Arrange every line of the data below into a numbered list, skipping any blank lines and leaving out the pictures.
┌─ PROVIDED RECORDS
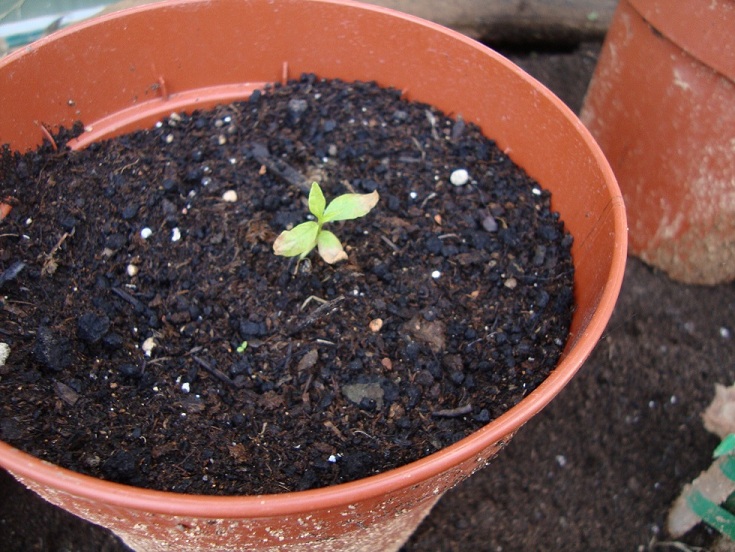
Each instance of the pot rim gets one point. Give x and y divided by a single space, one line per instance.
577 350
702 28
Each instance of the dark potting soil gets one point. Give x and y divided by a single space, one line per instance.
125 352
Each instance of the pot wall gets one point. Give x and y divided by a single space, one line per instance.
661 106
150 61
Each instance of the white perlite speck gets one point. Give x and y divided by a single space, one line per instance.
4 353
230 196
459 177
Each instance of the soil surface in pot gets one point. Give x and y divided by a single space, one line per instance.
134 272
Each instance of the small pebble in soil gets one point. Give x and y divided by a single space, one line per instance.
459 177
92 327
490 224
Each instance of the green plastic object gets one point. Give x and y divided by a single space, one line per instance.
712 514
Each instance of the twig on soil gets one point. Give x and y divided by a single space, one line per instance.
138 305
322 310
214 371
50 265
280 168
453 412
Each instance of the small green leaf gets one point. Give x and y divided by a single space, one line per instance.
726 446
316 201
298 241
350 206
330 248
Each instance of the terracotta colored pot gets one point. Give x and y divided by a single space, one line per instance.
129 69
661 105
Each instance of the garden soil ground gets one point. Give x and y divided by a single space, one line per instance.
597 469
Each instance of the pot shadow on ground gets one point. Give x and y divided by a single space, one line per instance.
597 469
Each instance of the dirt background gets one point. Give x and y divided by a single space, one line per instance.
598 468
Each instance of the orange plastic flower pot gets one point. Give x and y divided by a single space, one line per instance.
661 104
129 69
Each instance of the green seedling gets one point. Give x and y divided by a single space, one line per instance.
710 497
300 240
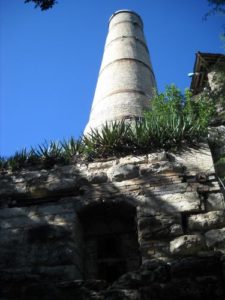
└─
• _WRITTEN ANSWER_
1. Each instance of the pot rim gets one point. Give x and y divided by a single space, one line per instance.
2. 577 350
3. 702 28
4. Each instance of the dark potting soil gets one point. Give x and y divided by a single space, one line per instance.
5. 125 352
6. Each instance of the pot wall gets one point. Give x and y divided by a single space, one line per instance.
7. 661 106
8. 150 61
9. Each instance of the white perlite speck gets one point. Give x and y divided by a single space, one line per instance.
10. 4 353
11. 230 196
12. 459 177
13. Each instance of the soil surface in pot gets one point. Give x and y divided by a single space, one line per instance.
14. 134 272
15. Each instance of the small pebble in soil gets one point. Give x and y divided by a single space, one line per instance.
16. 459 177
17. 92 327
18. 490 224
19. Each instance of the green plastic object gets one point. Give x and y divided by a single space, one line per instance.
20. 712 514
21. Each instance of the twig on soil gets one point. Give x and y divided by a single space, one line per instance.
22. 138 305
23. 322 310
24. 214 371
25. 50 265
26. 280 168
27. 453 412
28. Each instance of the small green leaf gets one point. Give x and y divided by a single space, one line per instance.
29. 726 446
30. 316 201
31. 298 241
32. 350 206
33. 330 248
34. Each instance of the terracotta colored pot gets one point. Give x and y divided by a single space, one line per instance.
35. 129 69
36. 661 105
37. Each instance of the garden soil ground gets one point. Give x and y divided by a single space, one line per instance.
38. 597 469
39. Each instance of the pot shadow on ground gets one point. Give x and y divided by a single space, one line per instance.
40. 597 469
41. Each instance of the dirt background gets one point. Give x and y divided by a single space, one line per instance.
42. 598 468
43. Each instance of the orange plastic flower pot gets one point. Give x and y divided by a single space, one line per instance.
44. 661 104
45. 129 69
46. Each instance of the green seedling gets one point. Give x and y divided by a single space, one line per instance.
47. 710 497
48. 300 240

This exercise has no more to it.